TO BE DONE
1. According to the face module spec, what does the stop() method do in addition to stopping the face module?
2. Please list every attribute that the face module spec defines on the FaceModule interface.

PAGE EXCERPT
======

This specification describes support for accessing 3D camera for face tracking and recognition on the Web.

This document was published by the Crosswalk Project as an API Draft. If you wish to make comments regarding this document, please send them to crosswalk-dev@lists.crosswalk-project.org. All comments are welcome.

Introduction

The APIs described in this document are exposed through realsense.Face module.

Interfaces

FaceModule

The FaceModule interface provides methods to track and recognize faces for augmented reality applications.

The MediaStream (described in [[!GETUSERMEDIA]]) passed to the constructor must have at least one video track otherwise an exception will be thrown.

Promise<void> start()

Start to run face module on the previewStream with current configuration.

This method returns a promise. The promise will be fulfilled if there are no errors. The promise will be rejected with the DOMException object if there is a failure. Note: Please call this method after ready event, otherwise you will get a ErrorEvent.

Promise<void> stop()

Stop face module running and reset face configuration to defaults.

This method returns a promise. The promise will be fulfilled if there are no errors. The promise will be rejected with the DOMException object if there is a failure.

Promise<ProcessedSample> getProcessedSample(optional boolean getColor, optional boolean getDepth)

Get processed sample including result face data along with processed color/depth image(optional).

This method returns a promise. The promise will be fulfilled with an ProcessedSample combining color/depth processed images(only if required and available) and face module tracking/recognition output data if there are no errors. The promise will be rejected with the DOMException object if there is a failure.

optional boolean getColor

The flag to indicate whether want to aquire the color image data. The default value is false.

optional boolean getDepth

The flag to indicate whether want to aquire the depth image data. The default value is false.

readonly attribute FaceConfiguration configuration

The interface to configure FaceModule.

readonly attribute Recognition recognition

The interface to access face recognition feature.

readonly attribute MediaStream previewStream;

The MediaStream instance passed in constructor.

attribute EventHandler onready

A property used to set the EventHandler (described in [[!HTML]]) for the Event that is dispatched to FaceModule to indicate that it's ready to start because the previewStream has been started.

attribute EventHandler onended

A property used to set the EventHandler (described in [[!HTML]]) for the Event that is dispatched to FaceModule to indicate that the previewStream has ended and FaceModule has already detached from it completely.

======

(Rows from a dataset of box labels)
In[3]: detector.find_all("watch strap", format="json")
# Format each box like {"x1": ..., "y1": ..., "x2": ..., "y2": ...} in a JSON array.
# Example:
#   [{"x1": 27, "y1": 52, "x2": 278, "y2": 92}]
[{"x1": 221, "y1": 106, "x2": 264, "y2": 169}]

======

RESULTS OF THE TASKS
1. It resets the face configuration to defaults.

2. configuration, recognition, previewStream, onready, onended